>> START EXCERPTED DATA
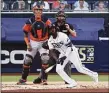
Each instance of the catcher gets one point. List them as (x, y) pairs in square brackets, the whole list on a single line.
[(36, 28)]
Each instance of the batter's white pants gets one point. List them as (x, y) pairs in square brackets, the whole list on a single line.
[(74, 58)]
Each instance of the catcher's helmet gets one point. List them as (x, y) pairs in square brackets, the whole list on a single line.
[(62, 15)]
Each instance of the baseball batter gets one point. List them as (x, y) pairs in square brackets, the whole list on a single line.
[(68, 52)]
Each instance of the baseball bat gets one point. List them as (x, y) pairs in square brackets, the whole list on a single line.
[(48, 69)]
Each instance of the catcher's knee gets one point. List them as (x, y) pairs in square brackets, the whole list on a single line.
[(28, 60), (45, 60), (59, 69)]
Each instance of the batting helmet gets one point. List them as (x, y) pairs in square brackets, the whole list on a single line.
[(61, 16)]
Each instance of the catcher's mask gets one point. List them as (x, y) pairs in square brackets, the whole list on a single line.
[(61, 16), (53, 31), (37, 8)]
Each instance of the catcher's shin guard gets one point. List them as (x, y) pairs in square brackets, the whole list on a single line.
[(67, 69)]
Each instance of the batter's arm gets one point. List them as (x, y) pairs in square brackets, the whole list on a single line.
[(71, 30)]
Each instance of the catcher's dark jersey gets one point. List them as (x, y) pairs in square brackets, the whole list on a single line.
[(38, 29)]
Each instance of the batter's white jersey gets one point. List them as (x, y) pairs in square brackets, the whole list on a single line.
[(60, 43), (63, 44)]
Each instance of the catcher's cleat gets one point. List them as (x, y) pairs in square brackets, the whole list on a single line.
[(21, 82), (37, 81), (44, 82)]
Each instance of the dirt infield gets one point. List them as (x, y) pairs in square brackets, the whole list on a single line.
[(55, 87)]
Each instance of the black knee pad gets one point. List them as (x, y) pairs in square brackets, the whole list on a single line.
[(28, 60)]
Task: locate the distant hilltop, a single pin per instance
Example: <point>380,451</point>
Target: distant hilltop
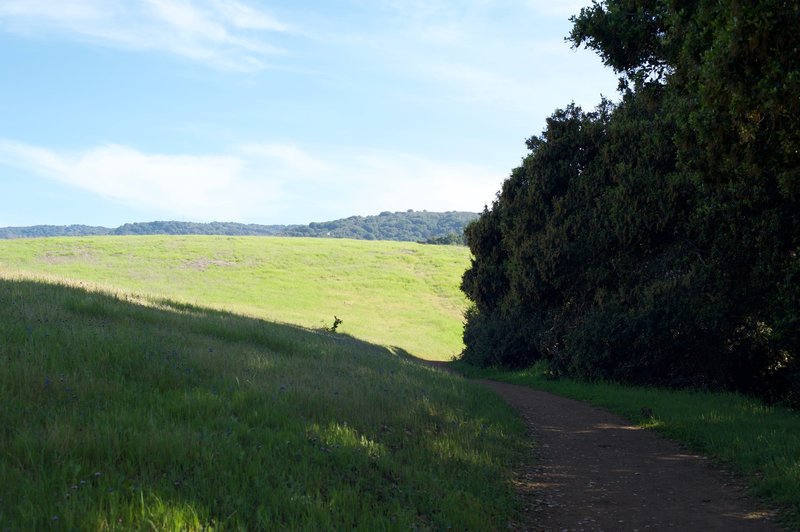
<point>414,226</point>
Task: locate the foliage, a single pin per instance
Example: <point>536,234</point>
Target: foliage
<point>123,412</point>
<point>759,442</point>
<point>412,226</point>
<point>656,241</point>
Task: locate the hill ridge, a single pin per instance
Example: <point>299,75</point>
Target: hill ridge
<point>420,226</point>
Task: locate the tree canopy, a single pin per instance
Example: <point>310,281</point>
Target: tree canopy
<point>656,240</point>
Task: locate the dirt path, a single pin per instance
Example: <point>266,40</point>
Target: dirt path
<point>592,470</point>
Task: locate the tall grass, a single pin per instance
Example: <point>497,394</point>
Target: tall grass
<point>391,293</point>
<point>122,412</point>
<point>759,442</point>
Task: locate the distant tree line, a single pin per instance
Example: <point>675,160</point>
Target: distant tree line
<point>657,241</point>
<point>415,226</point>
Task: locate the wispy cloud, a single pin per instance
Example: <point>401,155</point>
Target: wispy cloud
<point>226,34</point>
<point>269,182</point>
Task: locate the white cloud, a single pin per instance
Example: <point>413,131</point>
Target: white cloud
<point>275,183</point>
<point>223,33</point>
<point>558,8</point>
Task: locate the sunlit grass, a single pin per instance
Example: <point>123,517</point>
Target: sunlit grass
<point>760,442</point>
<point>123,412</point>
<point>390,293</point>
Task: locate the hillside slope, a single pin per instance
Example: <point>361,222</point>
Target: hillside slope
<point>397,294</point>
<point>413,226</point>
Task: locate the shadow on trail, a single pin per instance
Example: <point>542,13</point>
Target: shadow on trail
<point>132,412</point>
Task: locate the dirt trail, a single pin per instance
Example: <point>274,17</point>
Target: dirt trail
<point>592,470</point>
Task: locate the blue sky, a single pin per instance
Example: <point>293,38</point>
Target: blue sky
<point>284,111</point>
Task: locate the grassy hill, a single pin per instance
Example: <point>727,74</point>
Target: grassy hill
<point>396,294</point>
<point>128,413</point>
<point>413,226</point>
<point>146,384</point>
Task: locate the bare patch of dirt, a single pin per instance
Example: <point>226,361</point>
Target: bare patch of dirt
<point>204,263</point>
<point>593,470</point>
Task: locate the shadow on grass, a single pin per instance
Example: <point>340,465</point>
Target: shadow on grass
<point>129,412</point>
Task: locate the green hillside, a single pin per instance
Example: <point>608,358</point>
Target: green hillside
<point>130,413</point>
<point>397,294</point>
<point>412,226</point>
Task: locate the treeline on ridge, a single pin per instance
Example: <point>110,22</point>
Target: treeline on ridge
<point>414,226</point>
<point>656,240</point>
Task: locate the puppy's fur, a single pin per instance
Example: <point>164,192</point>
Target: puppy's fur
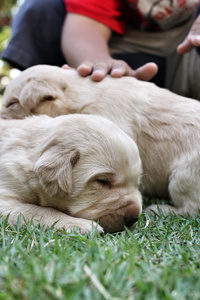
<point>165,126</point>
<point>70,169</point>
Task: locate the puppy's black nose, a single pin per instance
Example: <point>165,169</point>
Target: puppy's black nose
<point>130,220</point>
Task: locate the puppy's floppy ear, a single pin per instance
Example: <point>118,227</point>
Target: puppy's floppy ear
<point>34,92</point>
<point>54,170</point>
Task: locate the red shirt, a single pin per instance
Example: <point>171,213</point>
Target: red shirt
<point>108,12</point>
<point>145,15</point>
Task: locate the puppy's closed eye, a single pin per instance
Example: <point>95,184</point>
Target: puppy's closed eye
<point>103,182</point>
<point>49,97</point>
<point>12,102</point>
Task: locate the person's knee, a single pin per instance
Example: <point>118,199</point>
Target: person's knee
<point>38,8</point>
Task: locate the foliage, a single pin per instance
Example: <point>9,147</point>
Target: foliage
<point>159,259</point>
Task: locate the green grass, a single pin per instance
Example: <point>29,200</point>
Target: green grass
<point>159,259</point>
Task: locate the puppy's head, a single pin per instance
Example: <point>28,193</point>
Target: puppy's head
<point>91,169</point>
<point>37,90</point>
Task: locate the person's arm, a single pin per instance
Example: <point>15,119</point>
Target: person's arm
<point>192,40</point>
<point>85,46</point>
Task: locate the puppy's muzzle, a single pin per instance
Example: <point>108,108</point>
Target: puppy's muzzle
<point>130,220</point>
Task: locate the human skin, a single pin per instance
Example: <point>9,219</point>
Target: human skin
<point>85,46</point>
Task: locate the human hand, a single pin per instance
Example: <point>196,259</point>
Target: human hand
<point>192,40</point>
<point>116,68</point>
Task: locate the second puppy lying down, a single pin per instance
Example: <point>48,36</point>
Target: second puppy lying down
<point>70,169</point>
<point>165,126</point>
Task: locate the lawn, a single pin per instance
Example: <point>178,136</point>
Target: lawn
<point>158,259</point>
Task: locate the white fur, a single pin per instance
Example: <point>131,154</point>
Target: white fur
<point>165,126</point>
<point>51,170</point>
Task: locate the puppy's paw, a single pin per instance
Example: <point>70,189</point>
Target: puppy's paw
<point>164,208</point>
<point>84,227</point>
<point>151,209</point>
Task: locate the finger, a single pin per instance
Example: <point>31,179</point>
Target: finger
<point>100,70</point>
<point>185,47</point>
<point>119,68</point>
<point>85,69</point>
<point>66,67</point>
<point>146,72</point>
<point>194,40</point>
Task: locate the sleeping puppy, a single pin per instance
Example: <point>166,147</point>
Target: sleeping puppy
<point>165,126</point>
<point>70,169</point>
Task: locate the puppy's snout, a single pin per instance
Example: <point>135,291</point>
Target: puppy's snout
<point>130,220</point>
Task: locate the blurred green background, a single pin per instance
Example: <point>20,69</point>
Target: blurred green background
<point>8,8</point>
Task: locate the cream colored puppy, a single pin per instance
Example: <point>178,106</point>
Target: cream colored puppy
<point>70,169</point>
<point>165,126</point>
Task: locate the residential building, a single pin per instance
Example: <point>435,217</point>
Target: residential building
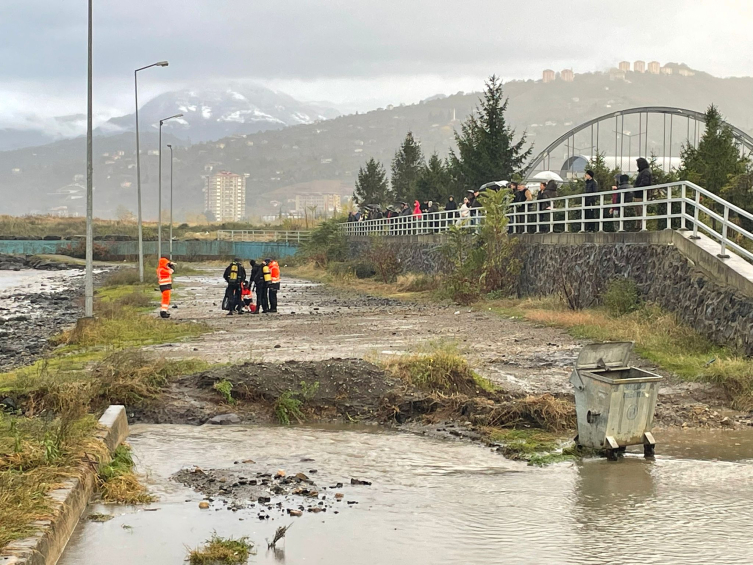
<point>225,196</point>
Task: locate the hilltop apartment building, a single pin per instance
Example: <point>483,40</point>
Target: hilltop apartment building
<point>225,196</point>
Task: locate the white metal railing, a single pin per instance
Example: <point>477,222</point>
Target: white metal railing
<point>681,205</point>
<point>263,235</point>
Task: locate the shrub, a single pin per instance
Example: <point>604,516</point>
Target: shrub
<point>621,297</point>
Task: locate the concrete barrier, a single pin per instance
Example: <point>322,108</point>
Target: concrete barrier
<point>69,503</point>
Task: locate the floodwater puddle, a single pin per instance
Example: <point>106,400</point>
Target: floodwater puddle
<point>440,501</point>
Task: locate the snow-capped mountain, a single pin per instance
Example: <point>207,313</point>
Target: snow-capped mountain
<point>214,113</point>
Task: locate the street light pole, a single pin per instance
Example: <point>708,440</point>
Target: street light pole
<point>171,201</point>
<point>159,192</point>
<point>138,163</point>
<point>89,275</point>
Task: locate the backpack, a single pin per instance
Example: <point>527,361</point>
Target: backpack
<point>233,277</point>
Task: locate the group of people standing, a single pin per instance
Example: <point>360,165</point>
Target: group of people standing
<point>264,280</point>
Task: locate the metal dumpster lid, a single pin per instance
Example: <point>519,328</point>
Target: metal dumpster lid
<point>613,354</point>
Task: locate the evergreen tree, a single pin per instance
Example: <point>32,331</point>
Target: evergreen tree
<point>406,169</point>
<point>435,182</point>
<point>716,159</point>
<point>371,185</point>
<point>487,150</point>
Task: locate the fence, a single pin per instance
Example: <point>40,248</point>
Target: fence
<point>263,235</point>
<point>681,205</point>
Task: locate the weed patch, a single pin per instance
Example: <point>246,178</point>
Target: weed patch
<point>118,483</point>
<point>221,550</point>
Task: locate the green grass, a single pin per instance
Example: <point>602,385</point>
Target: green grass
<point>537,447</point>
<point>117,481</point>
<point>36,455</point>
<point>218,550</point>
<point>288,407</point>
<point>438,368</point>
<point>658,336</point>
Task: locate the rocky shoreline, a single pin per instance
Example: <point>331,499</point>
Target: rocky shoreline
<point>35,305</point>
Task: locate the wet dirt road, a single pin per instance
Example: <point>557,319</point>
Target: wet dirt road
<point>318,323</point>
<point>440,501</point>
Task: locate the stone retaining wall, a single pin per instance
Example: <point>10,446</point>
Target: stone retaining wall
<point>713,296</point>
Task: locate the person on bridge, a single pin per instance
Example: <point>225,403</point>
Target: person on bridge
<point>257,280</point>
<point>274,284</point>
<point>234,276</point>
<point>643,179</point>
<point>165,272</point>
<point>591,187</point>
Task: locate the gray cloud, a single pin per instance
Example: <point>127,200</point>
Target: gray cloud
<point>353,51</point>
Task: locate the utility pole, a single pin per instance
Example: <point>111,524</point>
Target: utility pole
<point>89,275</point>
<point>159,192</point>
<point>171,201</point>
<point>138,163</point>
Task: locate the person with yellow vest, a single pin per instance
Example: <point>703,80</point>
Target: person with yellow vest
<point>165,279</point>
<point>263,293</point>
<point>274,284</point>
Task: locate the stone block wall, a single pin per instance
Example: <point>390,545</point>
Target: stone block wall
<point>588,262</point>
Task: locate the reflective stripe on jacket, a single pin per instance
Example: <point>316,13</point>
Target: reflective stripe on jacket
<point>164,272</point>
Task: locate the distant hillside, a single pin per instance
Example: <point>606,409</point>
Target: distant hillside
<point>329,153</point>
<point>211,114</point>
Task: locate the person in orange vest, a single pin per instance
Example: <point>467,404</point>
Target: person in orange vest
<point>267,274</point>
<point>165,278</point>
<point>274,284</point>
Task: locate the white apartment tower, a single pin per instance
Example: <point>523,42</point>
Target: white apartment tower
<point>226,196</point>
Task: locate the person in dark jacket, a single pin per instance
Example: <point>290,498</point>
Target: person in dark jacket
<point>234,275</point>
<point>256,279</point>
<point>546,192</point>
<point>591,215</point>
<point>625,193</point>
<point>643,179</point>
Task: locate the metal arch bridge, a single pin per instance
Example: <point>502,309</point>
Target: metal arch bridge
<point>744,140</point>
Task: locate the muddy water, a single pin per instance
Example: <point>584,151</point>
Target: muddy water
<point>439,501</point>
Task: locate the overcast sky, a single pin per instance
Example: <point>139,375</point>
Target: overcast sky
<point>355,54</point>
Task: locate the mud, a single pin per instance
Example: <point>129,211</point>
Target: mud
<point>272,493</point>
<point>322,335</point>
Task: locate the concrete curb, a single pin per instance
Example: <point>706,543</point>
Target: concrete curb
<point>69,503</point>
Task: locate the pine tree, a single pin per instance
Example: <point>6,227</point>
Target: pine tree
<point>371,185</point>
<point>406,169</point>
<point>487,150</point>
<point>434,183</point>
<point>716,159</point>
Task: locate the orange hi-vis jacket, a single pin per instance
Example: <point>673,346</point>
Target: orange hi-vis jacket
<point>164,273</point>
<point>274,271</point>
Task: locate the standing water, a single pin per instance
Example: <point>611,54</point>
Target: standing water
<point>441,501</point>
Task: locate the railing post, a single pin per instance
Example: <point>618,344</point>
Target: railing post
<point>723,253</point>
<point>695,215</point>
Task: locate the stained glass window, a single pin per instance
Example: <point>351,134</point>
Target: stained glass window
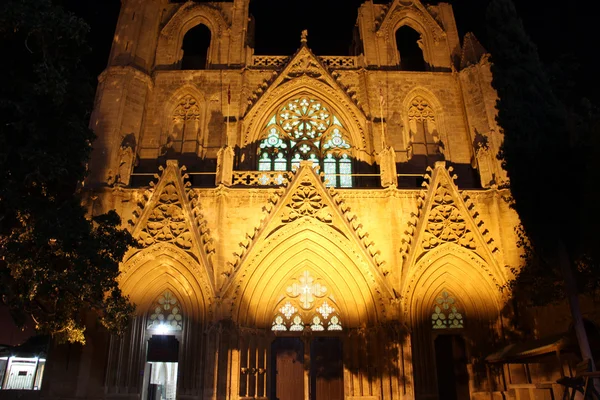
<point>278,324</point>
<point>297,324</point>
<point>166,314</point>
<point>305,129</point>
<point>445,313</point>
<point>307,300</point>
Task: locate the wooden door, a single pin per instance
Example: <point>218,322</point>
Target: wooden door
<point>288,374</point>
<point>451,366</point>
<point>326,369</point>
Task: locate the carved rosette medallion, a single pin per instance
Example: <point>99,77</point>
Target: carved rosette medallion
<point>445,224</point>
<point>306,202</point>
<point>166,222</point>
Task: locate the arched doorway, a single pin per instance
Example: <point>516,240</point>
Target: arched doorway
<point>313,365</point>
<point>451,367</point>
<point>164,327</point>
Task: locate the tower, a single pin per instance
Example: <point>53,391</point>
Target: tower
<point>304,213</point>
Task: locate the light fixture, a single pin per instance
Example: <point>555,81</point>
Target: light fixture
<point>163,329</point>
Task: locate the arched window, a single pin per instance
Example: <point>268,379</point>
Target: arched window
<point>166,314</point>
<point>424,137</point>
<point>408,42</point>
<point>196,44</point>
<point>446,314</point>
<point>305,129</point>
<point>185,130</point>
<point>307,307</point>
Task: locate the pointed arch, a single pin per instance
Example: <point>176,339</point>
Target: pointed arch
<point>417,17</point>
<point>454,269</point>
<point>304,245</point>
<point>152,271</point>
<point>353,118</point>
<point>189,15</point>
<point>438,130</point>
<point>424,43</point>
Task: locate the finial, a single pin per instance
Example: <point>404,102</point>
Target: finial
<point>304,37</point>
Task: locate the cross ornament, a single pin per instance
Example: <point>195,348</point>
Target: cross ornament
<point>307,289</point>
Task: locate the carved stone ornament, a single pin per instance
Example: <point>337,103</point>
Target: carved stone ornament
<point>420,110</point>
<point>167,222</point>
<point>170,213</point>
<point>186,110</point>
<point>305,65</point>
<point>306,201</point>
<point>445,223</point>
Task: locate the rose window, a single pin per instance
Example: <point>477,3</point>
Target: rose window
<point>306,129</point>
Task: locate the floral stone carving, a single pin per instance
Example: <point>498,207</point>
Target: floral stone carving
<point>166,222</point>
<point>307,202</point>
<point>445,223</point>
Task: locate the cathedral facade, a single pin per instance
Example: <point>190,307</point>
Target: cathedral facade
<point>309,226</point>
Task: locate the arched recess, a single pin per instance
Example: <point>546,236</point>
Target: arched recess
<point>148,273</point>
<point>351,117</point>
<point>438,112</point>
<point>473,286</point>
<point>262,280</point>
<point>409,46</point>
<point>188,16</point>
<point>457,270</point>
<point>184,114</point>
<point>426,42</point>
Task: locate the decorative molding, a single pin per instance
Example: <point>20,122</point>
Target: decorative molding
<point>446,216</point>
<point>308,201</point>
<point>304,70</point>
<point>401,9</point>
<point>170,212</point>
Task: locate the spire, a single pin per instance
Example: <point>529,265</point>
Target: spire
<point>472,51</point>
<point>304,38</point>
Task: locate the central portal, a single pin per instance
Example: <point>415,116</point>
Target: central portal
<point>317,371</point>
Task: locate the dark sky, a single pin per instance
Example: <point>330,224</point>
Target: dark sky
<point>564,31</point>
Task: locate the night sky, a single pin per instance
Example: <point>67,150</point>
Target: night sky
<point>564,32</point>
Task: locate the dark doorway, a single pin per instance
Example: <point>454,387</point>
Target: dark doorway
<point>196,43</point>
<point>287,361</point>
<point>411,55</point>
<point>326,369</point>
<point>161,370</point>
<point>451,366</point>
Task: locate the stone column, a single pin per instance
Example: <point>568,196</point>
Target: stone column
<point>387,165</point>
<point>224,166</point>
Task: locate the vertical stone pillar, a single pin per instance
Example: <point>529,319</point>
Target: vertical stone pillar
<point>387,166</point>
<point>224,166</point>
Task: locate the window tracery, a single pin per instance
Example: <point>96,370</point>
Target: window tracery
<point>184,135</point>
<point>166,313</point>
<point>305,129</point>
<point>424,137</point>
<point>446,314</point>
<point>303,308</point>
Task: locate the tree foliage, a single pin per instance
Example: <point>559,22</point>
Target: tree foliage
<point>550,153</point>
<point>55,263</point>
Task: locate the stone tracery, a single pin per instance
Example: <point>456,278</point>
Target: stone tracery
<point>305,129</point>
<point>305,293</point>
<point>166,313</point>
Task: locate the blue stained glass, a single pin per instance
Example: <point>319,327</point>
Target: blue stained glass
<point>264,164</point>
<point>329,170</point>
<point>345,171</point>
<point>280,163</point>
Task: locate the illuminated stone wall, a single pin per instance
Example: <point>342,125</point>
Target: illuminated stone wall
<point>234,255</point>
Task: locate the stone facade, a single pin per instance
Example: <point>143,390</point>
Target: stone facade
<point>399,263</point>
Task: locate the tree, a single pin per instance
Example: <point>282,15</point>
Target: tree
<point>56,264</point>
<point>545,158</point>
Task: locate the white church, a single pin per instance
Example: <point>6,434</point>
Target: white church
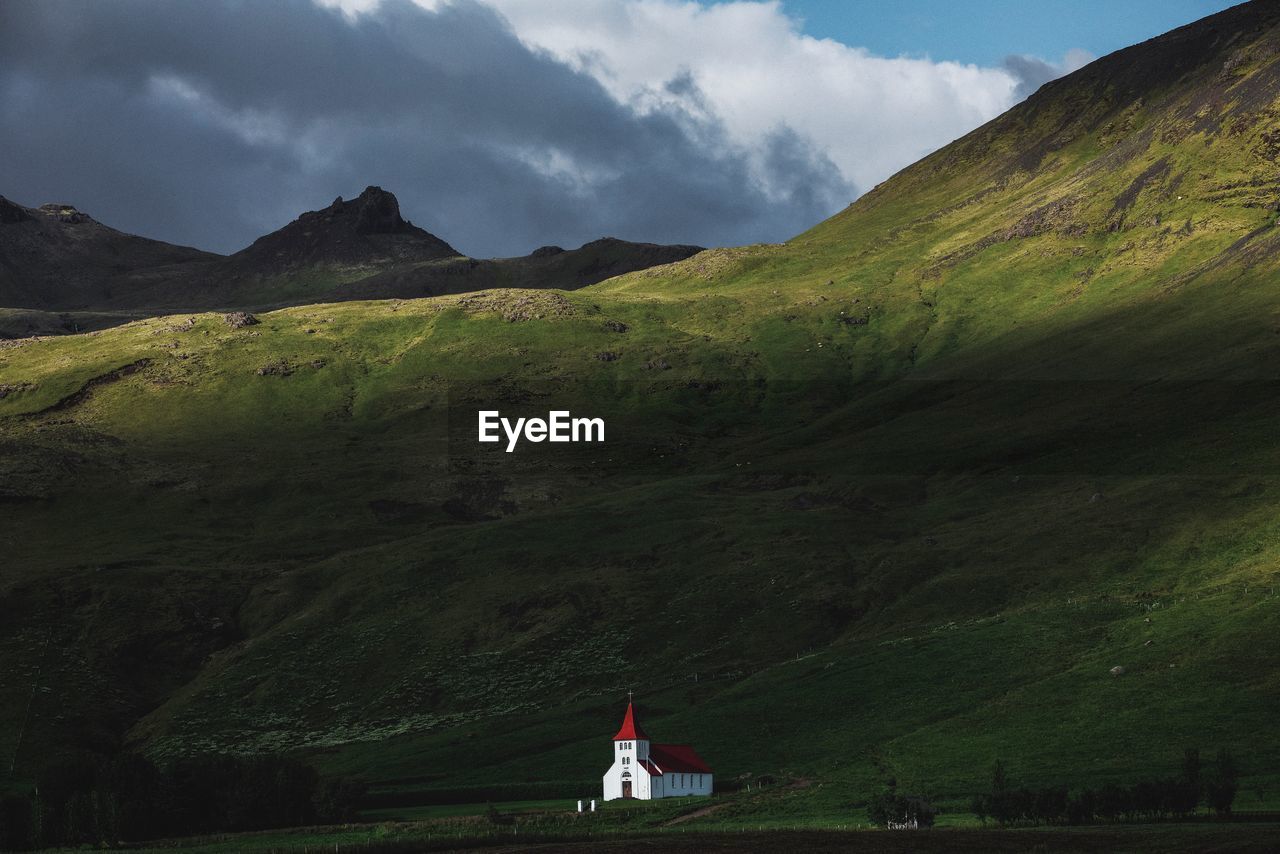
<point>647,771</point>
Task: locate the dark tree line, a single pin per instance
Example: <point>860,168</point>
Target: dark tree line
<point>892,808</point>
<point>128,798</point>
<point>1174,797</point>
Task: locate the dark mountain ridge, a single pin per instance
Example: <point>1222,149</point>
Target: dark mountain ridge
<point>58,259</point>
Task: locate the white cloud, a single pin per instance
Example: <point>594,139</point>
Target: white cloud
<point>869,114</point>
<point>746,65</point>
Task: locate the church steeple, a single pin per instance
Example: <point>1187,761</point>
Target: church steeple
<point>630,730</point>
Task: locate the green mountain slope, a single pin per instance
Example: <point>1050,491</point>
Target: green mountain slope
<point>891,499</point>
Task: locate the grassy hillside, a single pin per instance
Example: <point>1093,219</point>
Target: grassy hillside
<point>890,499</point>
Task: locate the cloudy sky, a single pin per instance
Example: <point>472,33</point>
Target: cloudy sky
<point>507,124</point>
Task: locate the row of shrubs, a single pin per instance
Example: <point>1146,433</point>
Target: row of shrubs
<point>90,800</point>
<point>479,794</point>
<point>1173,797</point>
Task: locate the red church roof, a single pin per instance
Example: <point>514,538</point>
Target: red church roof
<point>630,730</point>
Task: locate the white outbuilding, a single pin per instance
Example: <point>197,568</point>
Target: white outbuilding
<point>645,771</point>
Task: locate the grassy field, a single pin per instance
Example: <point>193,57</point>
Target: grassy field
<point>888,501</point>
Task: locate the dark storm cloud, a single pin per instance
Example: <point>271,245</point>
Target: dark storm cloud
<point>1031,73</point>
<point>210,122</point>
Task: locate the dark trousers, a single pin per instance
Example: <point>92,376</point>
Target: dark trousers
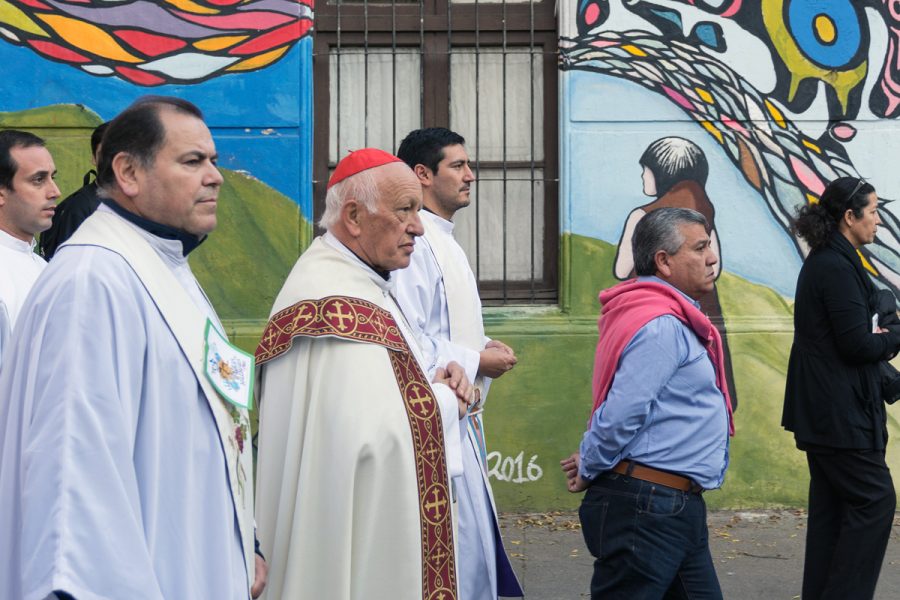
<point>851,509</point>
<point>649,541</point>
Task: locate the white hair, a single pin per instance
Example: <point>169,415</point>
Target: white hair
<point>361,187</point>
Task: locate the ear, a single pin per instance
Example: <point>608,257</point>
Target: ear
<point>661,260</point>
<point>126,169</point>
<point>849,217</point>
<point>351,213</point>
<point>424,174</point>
>> END EXCERPTED DATA
PROBLEM STATEMENT —
The line that contains "Task: locate the red church" opens the part to copy, and the last line of the records closes it; set down those lines exactly, pictures excluded.

THE RESULT —
Task: locate the red church roof, a single pin per instance
Example: <point>514,538</point>
Target: red church roof
<point>630,730</point>
Task: locate the white outbuilding, a single pin per instance
Example: <point>197,568</point>
Target: white outbuilding
<point>645,771</point>
Task: locate the grassy field, a single pin per instance
Example: <point>193,57</point>
Target: grassy field
<point>888,501</point>
Task: locate the dark storm cloud, a single pin per instance
Example: <point>271,245</point>
Target: dark storm cloud
<point>1031,73</point>
<point>210,122</point>
Task: locate the dark trousers, a single pin per instance
Example: <point>92,376</point>
Target: dark trousers
<point>851,509</point>
<point>649,541</point>
Task: locate the white hair, a single pin per instance
Example: <point>169,415</point>
Target: white hair
<point>361,187</point>
Task: locate the ear, a single pin per instance
Example: <point>608,257</point>
Target: ear
<point>661,260</point>
<point>126,169</point>
<point>849,217</point>
<point>351,213</point>
<point>424,174</point>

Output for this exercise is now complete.